• _Instructions for the task_:
Answer these from the blog post about "Greys' Anatomy" below:
1. What date is the post dated?
2. How long does the goo on the writer's face need to dry?
3. What food combos does the writer's cafeteria offer?

• _Exercise text_:
┄┄┄┄┄┄

Got up in a hurry, late, and wished you hadn’t ignored the alarm yet again?
Have you found yourself wondering why we tend to cling on to the past? Why we never do let go?
Have you ever answered yourself, that maybe this is because we all know, for sure, the past is all we really have?..
Have you ever laid yourself to sleep, wanting with all your heart, just to go back home, and cried because you have found that you cannot?

Monday, September 8, 2008

Grey and Bleak Anatomy,,,,,

Boy, I miss my Sunday night dates with the top slotted NBC show, "Greys' Anatomy". Anyways, I am back in my room, after an extra gruelling night shift, and with green goo on my face, am sitting down to write this, eyes stinging, mind you, but I better, since the afore mentioned 'goo' on my face needs a half-hour to dry out, and then only can I proceed to my bath, and then,,,,Sleep,,,,my pillow beckons,,.

Why the 'Goo'?,,I ask myself the same question, its not as if I am in a job which needs me to put on my best face, literally, in front of dozens of people that I meet, as a part of my job. Hardly, the only unlucky ones to have to forcibly share my company are the poor, poor Sisters, and of course my patients, and it is unlikely they will ever complain. In this aspect, Greys' Anatomy is so far removed from what lives we, or at least I lead, glamour doesn't even make an annual-festival-like entry into the scheme of things, whereas the cast of Greys' Anatomy are so well turned out, always, even when they are on so called hectic 24 hour shifts, their hair, make-up carefully done so as to convey the entire gamut of nobility and stress our jobs are supposed to entail,,Bollocks!!!

Then the lives they lead, Snogging each other, (thanx to J K Rowlings for the term, I love it), in aptly placed corners and broom cupboards, or sleeping with each other, when not making dramatic, life saving decisions or taking calls that could make or break families and careers,..Even the cafeteria food they have seems so much better than the 'upma-idli-sambar-dosa' mix and match combos on offer here. Then the clothes they wear on perfectly toned, buffed bodies, and they have the sheer gall to suggest that the Docs' in that blessed hospital even smell, let alone eat a Pizza!! Liars!!

┄┄┄┄┄┄

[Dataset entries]
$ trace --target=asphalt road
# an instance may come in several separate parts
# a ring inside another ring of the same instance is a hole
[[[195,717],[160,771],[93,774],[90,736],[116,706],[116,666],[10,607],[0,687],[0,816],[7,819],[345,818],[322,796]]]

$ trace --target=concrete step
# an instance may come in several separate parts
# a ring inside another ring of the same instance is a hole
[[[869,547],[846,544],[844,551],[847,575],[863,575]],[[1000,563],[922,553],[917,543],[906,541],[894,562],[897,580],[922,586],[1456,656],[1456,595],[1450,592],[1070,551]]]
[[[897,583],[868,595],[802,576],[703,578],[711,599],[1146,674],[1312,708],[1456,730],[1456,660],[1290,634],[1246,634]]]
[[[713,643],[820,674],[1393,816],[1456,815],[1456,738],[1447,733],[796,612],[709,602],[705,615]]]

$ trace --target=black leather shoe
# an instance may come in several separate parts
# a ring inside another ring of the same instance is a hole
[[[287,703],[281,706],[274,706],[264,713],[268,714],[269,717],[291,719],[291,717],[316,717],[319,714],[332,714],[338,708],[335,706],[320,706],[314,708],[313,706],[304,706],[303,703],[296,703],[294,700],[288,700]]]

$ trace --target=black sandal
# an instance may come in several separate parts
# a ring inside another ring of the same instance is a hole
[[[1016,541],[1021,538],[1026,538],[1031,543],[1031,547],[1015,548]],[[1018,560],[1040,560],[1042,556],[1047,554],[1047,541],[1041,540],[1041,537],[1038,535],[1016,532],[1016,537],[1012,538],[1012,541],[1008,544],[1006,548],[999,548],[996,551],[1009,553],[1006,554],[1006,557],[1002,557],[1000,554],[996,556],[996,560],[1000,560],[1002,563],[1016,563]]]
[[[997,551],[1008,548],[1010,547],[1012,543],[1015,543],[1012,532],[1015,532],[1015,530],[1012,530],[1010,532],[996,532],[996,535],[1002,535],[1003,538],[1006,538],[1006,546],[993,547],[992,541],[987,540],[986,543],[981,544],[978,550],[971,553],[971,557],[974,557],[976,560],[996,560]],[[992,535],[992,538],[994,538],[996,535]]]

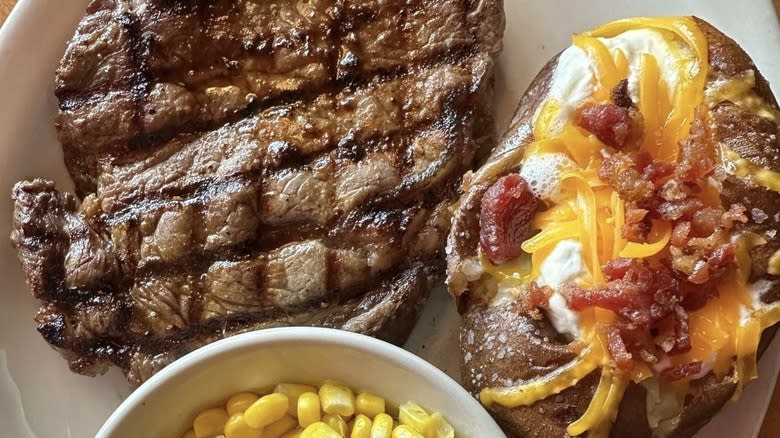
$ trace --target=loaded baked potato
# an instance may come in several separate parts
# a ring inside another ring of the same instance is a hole
[[[466,175],[464,384],[515,436],[690,436],[780,320],[780,111],[693,17],[573,37]]]

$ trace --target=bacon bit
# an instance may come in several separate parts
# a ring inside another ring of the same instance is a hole
[[[652,228],[648,213],[649,211],[644,208],[626,209],[626,223],[621,230],[625,239],[631,242],[647,241],[647,235],[650,234]]]
[[[742,204],[731,204],[729,207],[729,211],[723,213],[723,217],[721,219],[721,225],[723,228],[730,230],[734,228],[734,225],[739,223],[747,223],[748,218],[745,214],[747,212],[747,207],[745,207]]]
[[[615,93],[613,99],[623,97],[620,90]],[[583,121],[588,121],[584,117],[588,111],[612,110],[586,108]],[[668,251],[654,257],[653,266],[646,260],[612,260],[602,267],[606,284],[589,290],[568,286],[563,291],[573,310],[599,307],[616,314],[603,329],[620,367],[637,360],[657,363],[659,358],[690,351],[689,312],[718,295],[719,278],[736,262],[729,231],[747,222],[747,209],[742,204],[731,205],[728,211],[705,207],[695,196],[715,167],[704,114],[697,113],[690,137],[681,143],[678,163],[656,162],[645,152],[626,148],[605,154],[599,168],[599,176],[625,202],[626,239],[645,241],[651,220],[665,220],[672,227]],[[664,375],[679,380],[700,371],[701,363],[694,362],[670,368]]]
[[[680,164],[677,177],[682,181],[699,181],[706,178],[715,169],[715,157],[709,128],[705,117],[706,110],[700,107],[691,125],[690,136],[680,143]]]
[[[691,351],[691,336],[688,329],[688,313],[679,304],[675,304],[674,313],[674,346],[669,354],[683,354]]]
[[[644,260],[632,260],[627,269],[623,263],[619,262],[612,271],[612,274],[623,271],[622,278],[588,291],[570,288],[566,294],[569,306],[578,311],[592,306],[612,310],[627,322],[640,326],[648,326],[668,315],[673,308],[666,308],[663,292],[677,288],[668,269],[651,269]]]
[[[703,285],[690,285],[690,287],[685,287],[687,285],[683,283],[682,296],[685,297],[682,302],[683,309],[694,312],[706,306],[711,298],[717,297],[719,294],[715,281],[710,279]]]
[[[669,382],[675,382],[682,380],[686,377],[695,376],[701,372],[702,362],[697,360],[695,362],[675,365],[671,368],[667,368],[661,372],[661,376]]]
[[[712,251],[707,259],[710,272],[717,275],[725,271],[729,265],[737,260],[737,249],[731,243],[724,243]]]
[[[615,105],[621,108],[634,106],[634,101],[631,100],[631,94],[628,92],[628,79],[618,82],[615,88],[609,92],[609,97],[612,99],[612,102],[615,102]]]
[[[653,197],[653,183],[642,177],[628,154],[617,152],[604,159],[599,176],[625,201],[642,203]]]
[[[691,220],[693,215],[704,208],[704,203],[698,198],[686,198],[682,201],[661,202],[656,212],[662,219],[677,221],[680,219]]]
[[[523,298],[522,308],[529,312],[534,309],[549,309],[552,294],[553,290],[549,286],[539,286],[532,281]]]
[[[695,217],[695,216],[694,216]],[[691,223],[688,221],[677,222],[672,230],[672,246],[679,248],[688,244],[688,236],[691,235]]]
[[[661,189],[658,191],[658,196],[664,201],[682,201],[689,195],[689,190],[685,185],[681,184],[676,179],[670,179],[666,181]]]
[[[487,189],[482,196],[479,228],[482,252],[491,262],[520,256],[520,244],[528,234],[537,203],[528,183],[515,173]]]
[[[633,264],[632,259],[613,259],[605,263],[601,270],[607,276],[607,280],[618,280],[626,275]]]
[[[634,366],[633,355],[628,352],[620,330],[613,325],[607,328],[607,348],[618,368],[630,370]]]
[[[647,163],[642,163],[640,159],[647,160]],[[646,152],[642,153],[637,159],[637,166],[640,166],[639,168],[642,169],[642,177],[651,181],[656,187],[661,186],[662,181],[674,175],[675,170],[674,164],[652,161],[650,154]]]
[[[631,134],[630,110],[612,103],[590,105],[580,113],[578,125],[608,146],[622,149]]]
[[[688,281],[693,284],[704,284],[710,281],[710,269],[704,260],[696,260],[693,263],[691,274],[688,275]]]
[[[707,207],[693,214],[693,231],[697,236],[709,236],[722,226],[723,210]]]

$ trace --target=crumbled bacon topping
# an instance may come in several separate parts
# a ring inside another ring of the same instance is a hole
[[[591,105],[582,110],[578,124],[592,132],[602,143],[622,149],[634,124],[631,111],[612,103]]]
[[[674,382],[676,380],[682,380],[686,377],[695,376],[696,374],[701,373],[701,367],[701,361],[675,365],[661,372],[661,376],[670,382]]]
[[[628,79],[623,79],[613,88],[609,97],[615,105],[623,108],[631,108],[634,106],[634,102],[631,100],[631,94],[628,92]]]
[[[512,260],[522,253],[537,199],[522,176],[501,177],[482,196],[479,219],[482,252],[493,263]]]
[[[622,147],[623,125],[633,107],[621,90],[613,90],[612,97],[616,105],[583,109],[580,126],[618,149],[605,155],[599,176],[626,204],[622,234],[645,242],[653,221],[661,220],[671,225],[672,235],[667,249],[652,260],[611,260],[602,267],[606,284],[587,290],[570,285],[564,295],[573,310],[615,312],[615,321],[601,330],[615,364],[630,369],[636,361],[657,363],[690,351],[688,314],[717,296],[719,278],[736,261],[731,232],[747,216],[741,204],[708,206],[700,196],[715,168],[703,111],[680,144],[678,162],[665,163]],[[701,362],[678,365],[662,375],[679,380],[701,367]]]

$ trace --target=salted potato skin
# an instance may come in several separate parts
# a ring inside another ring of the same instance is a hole
[[[769,84],[739,45],[709,23],[696,20],[709,41],[709,83],[752,70],[756,77],[756,94],[778,108]],[[556,64],[557,57],[544,66],[521,99],[509,129],[486,163],[464,178],[464,193],[449,235],[447,284],[456,296],[463,316],[461,375],[466,388],[474,394],[486,387],[507,386],[548,374],[574,357],[567,342],[559,339],[546,319],[534,319],[517,303],[489,306],[490,287],[477,281],[481,277],[478,247],[482,195],[498,178],[519,168],[523,149],[533,141],[533,115],[548,93]],[[775,123],[725,102],[710,112],[710,135],[714,144],[722,142],[740,156],[780,171],[780,127]],[[751,281],[772,281],[772,287],[762,299],[767,303],[780,299],[780,282],[767,273],[769,257],[780,249],[780,236],[774,237],[780,227],[780,193],[729,176],[723,169],[718,169],[714,177],[723,186],[724,205],[739,202],[748,208],[750,220],[741,229],[755,232],[767,240],[766,245],[751,250]],[[759,355],[776,330],[777,326],[764,331]],[[585,412],[598,384],[598,374],[598,370],[594,371],[574,387],[531,406],[510,409],[496,404],[488,409],[509,436],[565,437],[568,436],[567,425]],[[712,373],[691,382],[691,394],[680,422],[667,436],[692,436],[732,397],[735,388],[733,376],[719,380]],[[644,387],[631,383],[611,436],[653,436],[645,400]]]

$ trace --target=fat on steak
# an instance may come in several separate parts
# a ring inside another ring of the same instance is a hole
[[[16,184],[38,330],[138,384],[265,327],[402,342],[491,146],[501,0],[95,0],[56,76],[76,194]]]

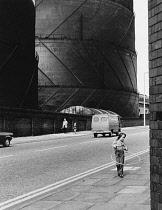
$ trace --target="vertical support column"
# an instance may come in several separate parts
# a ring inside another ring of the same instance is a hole
[[[148,0],[151,209],[162,209],[162,1]]]

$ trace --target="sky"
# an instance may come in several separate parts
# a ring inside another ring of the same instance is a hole
[[[137,52],[137,88],[149,95],[148,66],[148,0],[134,0],[135,45]],[[145,80],[144,80],[145,78]],[[144,90],[145,86],[145,90]]]

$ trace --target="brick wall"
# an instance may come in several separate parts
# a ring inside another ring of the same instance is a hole
[[[162,209],[162,0],[148,0],[151,209]]]

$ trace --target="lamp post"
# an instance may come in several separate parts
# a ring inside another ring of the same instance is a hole
[[[144,72],[144,95],[143,95],[143,112],[144,112],[144,116],[143,116],[143,120],[144,120],[144,126],[146,126],[146,107],[145,107],[145,75],[148,74],[149,72]]]

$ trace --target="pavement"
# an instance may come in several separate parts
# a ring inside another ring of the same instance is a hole
[[[122,129],[124,131],[124,129]],[[77,134],[52,134],[56,139],[71,135],[92,135],[90,131]],[[46,135],[48,136],[48,135]],[[53,138],[51,135],[48,137]],[[40,140],[44,139],[39,137]],[[26,143],[38,137],[26,137]],[[20,143],[21,138],[15,138]],[[149,148],[148,148],[149,149]],[[124,178],[117,176],[115,162],[60,185],[59,188],[30,199],[10,209],[17,210],[150,210],[149,151],[126,161]],[[1,209],[1,208],[0,208]]]

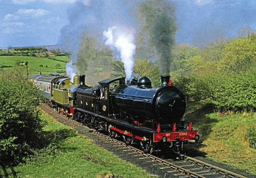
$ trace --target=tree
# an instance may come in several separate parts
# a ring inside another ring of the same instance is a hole
[[[79,73],[84,74],[87,70],[88,66],[93,63],[97,56],[96,45],[93,38],[84,34],[77,56],[76,66]]]
[[[155,86],[160,83],[161,75],[159,67],[156,66],[152,62],[148,62],[147,59],[138,59],[135,60],[133,67],[132,77],[138,79],[141,77],[146,76],[151,80],[152,85]],[[126,76],[124,64],[119,61],[111,64],[112,70],[115,72],[111,74],[112,77],[125,77]]]
[[[59,69],[60,67],[60,64],[58,63],[55,65],[55,67],[56,69]]]
[[[44,124],[38,107],[41,95],[22,70],[0,72],[0,160],[5,165],[37,148]]]

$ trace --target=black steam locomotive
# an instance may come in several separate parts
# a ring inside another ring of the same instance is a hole
[[[191,122],[185,126],[182,117],[185,98],[170,86],[169,76],[153,87],[143,77],[126,83],[124,78],[108,79],[94,86],[85,84],[85,76],[71,79],[57,75],[39,76],[35,80],[51,107],[72,118],[108,133],[119,135],[127,145],[138,143],[145,152],[170,148],[182,150],[189,140],[199,140]]]

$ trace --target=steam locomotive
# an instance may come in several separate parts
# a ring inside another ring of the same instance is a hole
[[[110,78],[93,86],[85,85],[85,77],[76,75],[72,83],[54,74],[39,76],[35,82],[59,113],[112,138],[120,136],[127,145],[135,142],[145,152],[165,148],[179,152],[188,140],[199,140],[192,123],[185,125],[185,98],[170,84],[170,76],[161,76],[161,84],[154,87],[146,77],[130,83]]]

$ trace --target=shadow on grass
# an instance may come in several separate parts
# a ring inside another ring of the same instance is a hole
[[[55,131],[43,131],[41,139],[38,141],[38,145],[31,149],[31,152],[23,163],[3,162],[0,160],[0,178],[17,177],[17,173],[14,168],[19,163],[29,162],[39,165],[47,162],[49,158],[54,158],[60,152],[75,150],[74,147],[63,147],[62,143],[67,139],[77,136],[76,131],[68,129]]]
[[[195,105],[196,103],[195,104]],[[218,122],[217,119],[209,117],[208,115],[214,112],[213,107],[209,106],[199,106],[196,108],[193,108],[193,102],[188,106],[189,110],[183,117],[183,119],[188,123],[192,122],[194,128],[198,129],[200,139],[197,142],[189,142],[184,146],[184,152],[190,157],[205,157],[207,154],[200,151],[199,149],[205,146],[202,142],[209,136],[212,131],[213,125]]]

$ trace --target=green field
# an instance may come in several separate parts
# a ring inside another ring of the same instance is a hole
[[[70,60],[67,56],[58,56],[54,57],[57,60],[69,61]],[[34,57],[22,56],[0,56],[0,65],[6,66],[11,66],[13,67],[17,66],[17,62],[28,62],[28,71],[29,75],[40,74],[40,72],[42,74],[46,74],[53,72],[57,72],[59,70],[66,70],[67,63],[65,62],[54,60],[47,58],[39,58]],[[56,67],[57,64],[60,65],[59,68]],[[42,65],[43,67],[40,67]],[[23,73],[27,74],[26,66],[21,66],[24,68]],[[4,70],[12,69],[13,67],[2,68]]]
[[[156,177],[98,147],[89,138],[48,115],[42,117],[48,122],[44,132],[52,139],[50,144],[27,164],[7,168],[5,174],[0,166],[0,177],[14,177],[14,173],[16,177],[94,178],[108,173],[115,177]]]
[[[256,175],[256,150],[249,146],[246,137],[248,128],[256,127],[256,113],[223,115],[212,110],[193,102],[188,103],[184,118],[192,122],[200,139],[186,145],[185,152]]]

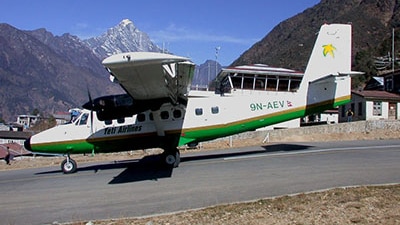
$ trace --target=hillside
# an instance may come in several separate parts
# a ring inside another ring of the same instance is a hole
[[[278,24],[232,64],[264,63],[304,71],[319,27],[323,23],[352,23],[353,64],[365,71],[372,56],[390,51],[387,40],[392,27],[398,30],[400,26],[399,13],[396,0],[322,0]]]
[[[93,96],[119,92],[98,62],[74,36],[0,24],[0,117],[66,111],[88,100],[88,88]]]

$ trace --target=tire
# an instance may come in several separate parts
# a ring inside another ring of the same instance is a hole
[[[61,163],[61,170],[65,174],[75,173],[77,169],[77,164],[73,159],[64,159]]]
[[[170,168],[176,168],[181,162],[179,150],[169,151],[163,154],[164,164]]]

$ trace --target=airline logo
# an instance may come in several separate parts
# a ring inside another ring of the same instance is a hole
[[[335,51],[336,51],[335,46],[333,46],[332,44],[328,44],[328,45],[323,45],[322,48],[324,48],[322,53],[324,54],[325,57],[327,55],[330,55],[332,56],[332,58],[335,58]]]
[[[250,104],[250,110],[251,111],[258,111],[258,110],[265,110],[265,109],[279,109],[279,108],[284,108],[285,106],[287,107],[292,107],[293,104],[291,101],[269,101],[265,103],[251,103]]]

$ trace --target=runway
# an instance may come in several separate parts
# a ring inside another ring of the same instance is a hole
[[[59,160],[59,159],[56,159]],[[141,217],[332,187],[400,183],[400,140],[267,144],[0,172],[2,224]]]

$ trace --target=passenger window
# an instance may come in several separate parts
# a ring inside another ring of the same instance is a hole
[[[203,115],[203,109],[197,108],[197,109],[195,109],[195,113],[196,113],[196,116],[201,116],[201,115]]]
[[[175,109],[173,112],[173,116],[175,119],[181,118],[182,117],[182,112],[179,109]]]
[[[160,113],[160,117],[161,117],[161,119],[163,119],[163,120],[167,120],[167,119],[169,118],[169,113],[168,113],[168,111],[162,111],[162,112]]]
[[[146,120],[146,115],[143,114],[143,113],[139,113],[139,114],[137,115],[136,119],[137,119],[138,122],[143,122],[143,121]]]
[[[219,113],[219,107],[218,107],[218,106],[211,107],[211,113],[212,113],[212,114],[217,114],[217,113]]]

┄┄┄┄┄┄

• _Reply_:
1. Monday, September 8, 2008
2. Half an hour
3. 'Upma-idli-sambar-dosa' mix-and-match combos